Someone to stop Arenas...


----------



## quench23

wow arenas is an amazing shooter, this kid is way underrated -- i hope he gets more recognition next year


----------



## Benedict_Boozer

Andy goes behind the back.. :biggrin: 

Arenas is amazing btw...


----------



## Benedict_Boozer

Imagine if we had a bonafide 2nd option star like Arenas on this team, too bad he wasn't a FA this past season heh


----------



## notting_hill

*****ing free throws  z without any and vareja as well..


----------



## Bron_Melo_ROY

Andy can't shoot free throws for shaft.


----------



## Benedict_Boozer

Yeah Cavs would have the lead if they could make their FT's. Wiz are right there, up 2pts at the end of 1...


----------



## notting_hill

James...


----------



## notting_hill

Only James will not be enough to win this game, look at wizs, they all score..


----------



## Like A Breath

Z looks like he hasn't slept in days, someone needs to take a tazer to him.


----------



## Benedict_Boozer

The Wiz are unbelievable shooting the ball....every game they are just raining deep jumpers.


----------



## Benedict_Boozer

Like A Breath said:


> Z looks like he hasn't slept in days, someone needs to take a tazer to him.


He's playing like it too. Missing wide open jumpers, FT's, he's been horrible all series


----------



## quench23

Gotta love drews offensive post moves.. haha


----------



## quench23

GOD I love it when lebron feeds Z in the post, LOVE It, he allways puts it in the right spot,


----------



## Benedict_Boozer

James quietly playing a tremendous game


----------



## notting_hill

Finally, we have taken the lead with a basket from Big Z.....


----------



## Benedict_Boozer

I think we're in good shape, did anyone see that FT disparity? On top of that we're shooting a better fg% than Was. 

They are heavily reliant on the 3pt line right now, if they hit any kind of cold streak we can stretch out a lead.

────────

WHAT IS BEING ASKED
Extend the forum thread about the Cavs and Wizards game by writing a few more posts that follow its final post. The material after this point isn't needed.

────────

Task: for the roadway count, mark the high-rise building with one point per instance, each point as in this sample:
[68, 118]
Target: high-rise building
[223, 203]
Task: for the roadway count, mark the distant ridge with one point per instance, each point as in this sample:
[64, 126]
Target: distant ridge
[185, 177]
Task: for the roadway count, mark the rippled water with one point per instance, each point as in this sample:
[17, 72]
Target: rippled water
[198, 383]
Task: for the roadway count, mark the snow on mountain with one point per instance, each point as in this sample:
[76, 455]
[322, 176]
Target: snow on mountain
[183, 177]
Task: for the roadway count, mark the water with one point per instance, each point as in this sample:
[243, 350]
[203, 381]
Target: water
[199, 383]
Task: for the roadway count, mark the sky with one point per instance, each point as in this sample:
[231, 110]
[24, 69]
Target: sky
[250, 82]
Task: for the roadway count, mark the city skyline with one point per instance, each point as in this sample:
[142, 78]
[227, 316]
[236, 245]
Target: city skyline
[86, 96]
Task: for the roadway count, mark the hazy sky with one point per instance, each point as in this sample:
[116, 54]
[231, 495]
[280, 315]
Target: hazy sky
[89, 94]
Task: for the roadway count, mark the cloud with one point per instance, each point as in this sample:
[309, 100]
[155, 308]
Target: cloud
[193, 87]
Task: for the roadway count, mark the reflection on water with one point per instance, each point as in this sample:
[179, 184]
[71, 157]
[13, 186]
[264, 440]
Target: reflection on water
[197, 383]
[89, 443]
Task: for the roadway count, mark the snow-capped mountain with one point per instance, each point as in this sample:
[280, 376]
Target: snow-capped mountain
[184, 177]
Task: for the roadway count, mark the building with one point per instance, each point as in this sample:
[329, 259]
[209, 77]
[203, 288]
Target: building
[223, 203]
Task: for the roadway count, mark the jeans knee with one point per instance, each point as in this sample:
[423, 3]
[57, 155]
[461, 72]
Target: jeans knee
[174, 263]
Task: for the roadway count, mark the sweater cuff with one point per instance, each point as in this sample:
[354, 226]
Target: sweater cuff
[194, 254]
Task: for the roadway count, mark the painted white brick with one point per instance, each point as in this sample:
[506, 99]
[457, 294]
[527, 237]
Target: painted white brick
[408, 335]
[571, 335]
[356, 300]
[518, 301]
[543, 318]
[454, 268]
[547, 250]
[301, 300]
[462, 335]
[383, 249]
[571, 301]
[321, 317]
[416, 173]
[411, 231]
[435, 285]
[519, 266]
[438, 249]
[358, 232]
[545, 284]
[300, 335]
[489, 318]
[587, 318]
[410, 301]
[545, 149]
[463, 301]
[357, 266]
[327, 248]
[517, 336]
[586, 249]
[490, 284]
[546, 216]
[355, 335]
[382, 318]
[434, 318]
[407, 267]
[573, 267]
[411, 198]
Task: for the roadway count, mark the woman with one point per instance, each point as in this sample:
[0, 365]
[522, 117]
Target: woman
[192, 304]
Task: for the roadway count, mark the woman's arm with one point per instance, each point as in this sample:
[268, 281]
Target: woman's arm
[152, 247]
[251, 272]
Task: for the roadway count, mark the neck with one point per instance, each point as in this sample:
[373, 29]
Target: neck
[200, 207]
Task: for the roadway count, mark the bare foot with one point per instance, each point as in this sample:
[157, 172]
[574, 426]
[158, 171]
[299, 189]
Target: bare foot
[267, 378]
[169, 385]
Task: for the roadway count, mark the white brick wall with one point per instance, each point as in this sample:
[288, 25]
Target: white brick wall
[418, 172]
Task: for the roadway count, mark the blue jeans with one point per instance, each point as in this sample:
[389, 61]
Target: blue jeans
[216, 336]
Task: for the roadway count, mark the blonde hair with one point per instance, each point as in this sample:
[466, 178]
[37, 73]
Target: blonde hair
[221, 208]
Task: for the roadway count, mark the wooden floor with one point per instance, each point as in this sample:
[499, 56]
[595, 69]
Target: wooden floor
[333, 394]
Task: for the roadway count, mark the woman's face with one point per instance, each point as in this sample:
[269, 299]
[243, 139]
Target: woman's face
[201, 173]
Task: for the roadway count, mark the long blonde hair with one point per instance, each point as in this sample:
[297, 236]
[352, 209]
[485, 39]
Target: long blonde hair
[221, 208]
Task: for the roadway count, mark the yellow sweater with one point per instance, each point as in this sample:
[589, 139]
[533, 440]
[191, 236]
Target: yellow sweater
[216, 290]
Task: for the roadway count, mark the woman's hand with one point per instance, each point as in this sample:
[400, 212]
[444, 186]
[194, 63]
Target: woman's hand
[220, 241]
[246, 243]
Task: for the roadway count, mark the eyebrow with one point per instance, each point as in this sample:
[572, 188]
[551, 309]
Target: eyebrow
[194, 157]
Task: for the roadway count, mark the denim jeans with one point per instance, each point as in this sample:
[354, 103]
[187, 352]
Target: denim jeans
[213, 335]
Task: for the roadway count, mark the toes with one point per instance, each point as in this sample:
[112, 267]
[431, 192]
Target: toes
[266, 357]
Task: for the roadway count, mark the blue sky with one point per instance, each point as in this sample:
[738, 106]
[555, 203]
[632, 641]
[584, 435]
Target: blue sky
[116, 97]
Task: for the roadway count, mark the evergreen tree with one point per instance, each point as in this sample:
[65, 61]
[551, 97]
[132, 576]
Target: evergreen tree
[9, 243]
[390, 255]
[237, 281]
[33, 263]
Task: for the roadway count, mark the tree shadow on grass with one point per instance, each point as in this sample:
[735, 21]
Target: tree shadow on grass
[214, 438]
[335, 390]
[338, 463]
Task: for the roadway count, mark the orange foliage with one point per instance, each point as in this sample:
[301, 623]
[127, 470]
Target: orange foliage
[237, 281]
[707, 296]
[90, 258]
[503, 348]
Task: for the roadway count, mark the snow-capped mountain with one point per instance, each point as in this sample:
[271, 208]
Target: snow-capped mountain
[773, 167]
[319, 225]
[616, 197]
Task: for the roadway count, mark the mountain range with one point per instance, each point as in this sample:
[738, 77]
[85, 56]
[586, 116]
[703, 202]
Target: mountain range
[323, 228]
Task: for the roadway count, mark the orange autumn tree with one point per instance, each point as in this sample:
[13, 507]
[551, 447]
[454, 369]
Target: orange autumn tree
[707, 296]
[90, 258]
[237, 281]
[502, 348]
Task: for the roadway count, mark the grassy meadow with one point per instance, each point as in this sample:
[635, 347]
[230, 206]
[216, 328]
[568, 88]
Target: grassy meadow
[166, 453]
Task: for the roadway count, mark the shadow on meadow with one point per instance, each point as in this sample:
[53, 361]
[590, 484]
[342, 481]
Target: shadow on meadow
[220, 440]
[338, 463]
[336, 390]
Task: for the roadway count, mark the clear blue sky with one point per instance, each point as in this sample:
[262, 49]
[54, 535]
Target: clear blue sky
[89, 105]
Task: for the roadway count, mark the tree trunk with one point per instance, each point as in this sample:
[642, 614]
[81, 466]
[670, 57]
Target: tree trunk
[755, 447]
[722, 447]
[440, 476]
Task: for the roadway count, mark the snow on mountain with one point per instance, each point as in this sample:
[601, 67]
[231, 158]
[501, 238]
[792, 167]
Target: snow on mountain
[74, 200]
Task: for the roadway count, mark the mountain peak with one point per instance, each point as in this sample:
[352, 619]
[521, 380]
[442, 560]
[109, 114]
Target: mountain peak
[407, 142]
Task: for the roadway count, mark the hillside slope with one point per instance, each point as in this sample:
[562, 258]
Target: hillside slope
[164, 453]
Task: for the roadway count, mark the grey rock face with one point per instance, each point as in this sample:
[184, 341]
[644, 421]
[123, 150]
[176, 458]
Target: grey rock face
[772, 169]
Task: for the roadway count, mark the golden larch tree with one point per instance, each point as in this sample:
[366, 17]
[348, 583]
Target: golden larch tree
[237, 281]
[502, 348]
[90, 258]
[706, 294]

────────

RESULT OF THIS TASK
----------



## quench23

bs call?


----------



## Benedict_Boozer

Man the refs are killing us with offensive fouls


----------



## notting_hill

2 offensive fouls on James, that is ridicilous..


----------



## remy23

Cleveland chanting "bull****, bull****!" Those fans are pissed off.


----------



## Benedict_Boozer

I don't get the sudden desire to call these offensive fouls on James? I understand the refs looked bad on that travel call but they are taking it to an extreme.


----------



## quench23

jaffries was falling before lebron hit him rofl


----------



## LBJthefuturegoat

That wasn't enough contact for someone to fall down it was a blatant flop!


----------



## Benedict_Boozer

Fans pressured them into not calling another offensive foul there.

The Wiz are literally flopping on the ground any time he drives or dribbles trying to bait the refs


----------



## Benedict_Boozer

LOL @ Jeffries falling down before Lebron even got there!!


----------



## quench23

23 pts on 10 shots, efficiency anyone?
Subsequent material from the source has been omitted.